Dataset excerpt
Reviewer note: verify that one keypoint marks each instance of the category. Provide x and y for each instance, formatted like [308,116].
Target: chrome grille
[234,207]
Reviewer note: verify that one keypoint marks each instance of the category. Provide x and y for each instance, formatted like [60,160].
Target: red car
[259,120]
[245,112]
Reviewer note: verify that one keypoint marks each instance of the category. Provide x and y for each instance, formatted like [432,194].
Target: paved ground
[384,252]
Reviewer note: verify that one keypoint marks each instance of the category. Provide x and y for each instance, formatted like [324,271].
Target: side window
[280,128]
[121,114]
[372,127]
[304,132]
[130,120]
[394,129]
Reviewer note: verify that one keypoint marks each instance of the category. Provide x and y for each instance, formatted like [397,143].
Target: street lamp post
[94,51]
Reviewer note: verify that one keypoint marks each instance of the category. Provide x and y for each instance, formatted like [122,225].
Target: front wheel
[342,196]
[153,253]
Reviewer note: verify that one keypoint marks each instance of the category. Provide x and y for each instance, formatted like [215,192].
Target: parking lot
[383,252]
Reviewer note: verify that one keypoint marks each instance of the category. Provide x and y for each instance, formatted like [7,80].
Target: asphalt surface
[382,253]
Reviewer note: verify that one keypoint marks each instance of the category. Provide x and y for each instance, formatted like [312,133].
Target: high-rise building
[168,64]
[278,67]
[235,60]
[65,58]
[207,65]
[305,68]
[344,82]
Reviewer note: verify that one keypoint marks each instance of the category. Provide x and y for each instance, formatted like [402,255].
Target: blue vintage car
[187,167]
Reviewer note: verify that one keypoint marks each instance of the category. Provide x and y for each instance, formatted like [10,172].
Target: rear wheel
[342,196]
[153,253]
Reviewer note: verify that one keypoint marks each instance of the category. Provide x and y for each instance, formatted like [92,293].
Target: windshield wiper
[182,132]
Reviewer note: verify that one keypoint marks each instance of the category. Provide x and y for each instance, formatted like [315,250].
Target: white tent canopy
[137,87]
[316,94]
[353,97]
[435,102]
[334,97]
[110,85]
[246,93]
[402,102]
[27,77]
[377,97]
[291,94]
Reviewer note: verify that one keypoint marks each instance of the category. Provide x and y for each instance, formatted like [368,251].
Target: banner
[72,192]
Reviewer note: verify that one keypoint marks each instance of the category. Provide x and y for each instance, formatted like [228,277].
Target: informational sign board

[Exercise] Turn the records above into a numbered list with one line per item, and skip any blank lines.

[Answer to this exercise]
1. Reviewer note: verify that one keypoint marks each instance of the category. Provide x and y for each instance, formatted like [308,116].
2. Target: chrome grille
3. [234,207]
4. Reviewer note: verify that one keypoint marks each instance of the category. Provide x and y for each instance, formatted like [60,160].
5. Target: red car
6. [259,120]
7. [245,112]
8. Reviewer note: verify that one keypoint marks each instance of the category. Provide x and y for each instance, formatted like [432,194].
9. Target: paved ground
10. [384,252]
11. Reviewer note: verify that one keypoint marks each instance of the category. Provide x and y for each instance, formatted like [324,271].
12. Target: side window
13. [280,128]
14. [121,114]
15. [372,127]
16. [304,132]
17. [130,120]
18. [394,129]
19. Reviewer note: verify that one keypoint marks each instance of the category. Provide x and y for each instance, formatted like [397,143].
20. Target: street lamp post
21. [94,51]
22. Reviewer note: verify that one keypoint marks each instance of the category. Provide x and y for each instance, formatted like [122,225].
23. Target: front wheel
24. [342,196]
25. [153,253]
26. Reviewer note: verify that one keypoint marks each instance of the category. Provide x and y for each instance, formatted like [215,192].
27. Target: parking lot
28. [383,252]
29. Reviewer note: verify that one keypoint marks each instance of the category. Provide x and y for each instance, formatted like [7,80].
30. Target: asphalt surface
31. [382,253]
32. Reviewer note: verify that one keypoint marks each instance of the category. Provide x and y for each instance, formatted like [312,133].
33. Target: high-rise building
34. [168,64]
35. [278,67]
36. [235,60]
37. [65,58]
38. [207,65]
39. [305,68]
40. [344,82]
41. Reviewer note: verify that one keypoint marks each instance of the category. Provide x and y for each instance, formatted like [402,255].
42. Target: blue vintage car
43. [187,167]
44. Reviewer note: verify that one keypoint marks each instance of the category. Provide x and y for each instance, formatted like [10,172].
45. Target: rear wheel
46. [342,196]
47. [153,253]
48. Reviewer note: verify that one keypoint marks each instance of the category. Provide x and y for each instance, formatted like [92,293].
49. Target: windshield wiper
50. [182,132]
51. Reviewer note: verify that one keypoint marks each instance of the category. Provide x and y for each instance, formatted like [315,250].
52. Target: white tent canopy
53. [137,87]
54. [316,94]
55. [353,97]
56. [435,102]
57. [334,97]
58. [110,85]
59. [246,93]
60. [402,102]
61. [27,77]
62. [377,97]
63. [291,94]
64. Reviewer note: verify that one keypoint marks each instance of the category. Provide x and y for each instance, formatted like [368,251].
65. Target: banner
66. [72,192]
67. Reviewer note: verify that one keypoint marks each instance of the category. Provide x and y for each instance, formatted like [228,277].
68. Target: informational sign board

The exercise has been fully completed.